---------- INFORMATION PROVIDED
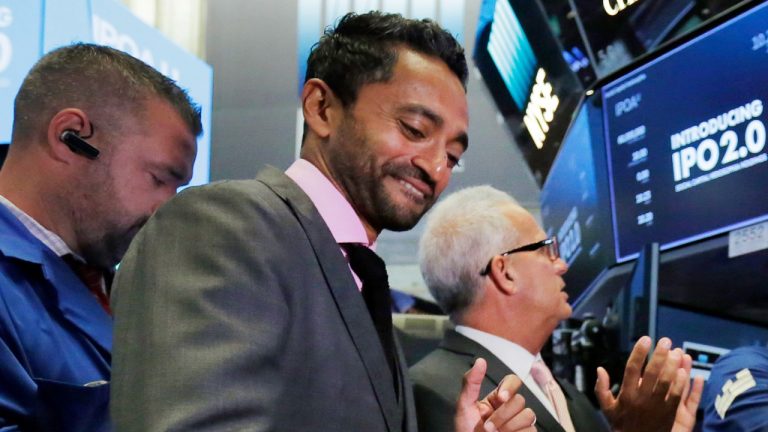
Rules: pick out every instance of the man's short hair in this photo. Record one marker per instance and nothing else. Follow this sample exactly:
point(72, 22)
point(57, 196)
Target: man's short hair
point(362, 49)
point(102, 81)
point(463, 232)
--------------------
The data above needs to be retyped exactly, with the images left out.

Rules: pick out every instance of the man's short hair in this photo. Record one marker per instance and nothing else. Follow this sample exactly:
point(72, 22)
point(57, 196)
Target: man's short hair
point(362, 49)
point(102, 81)
point(463, 232)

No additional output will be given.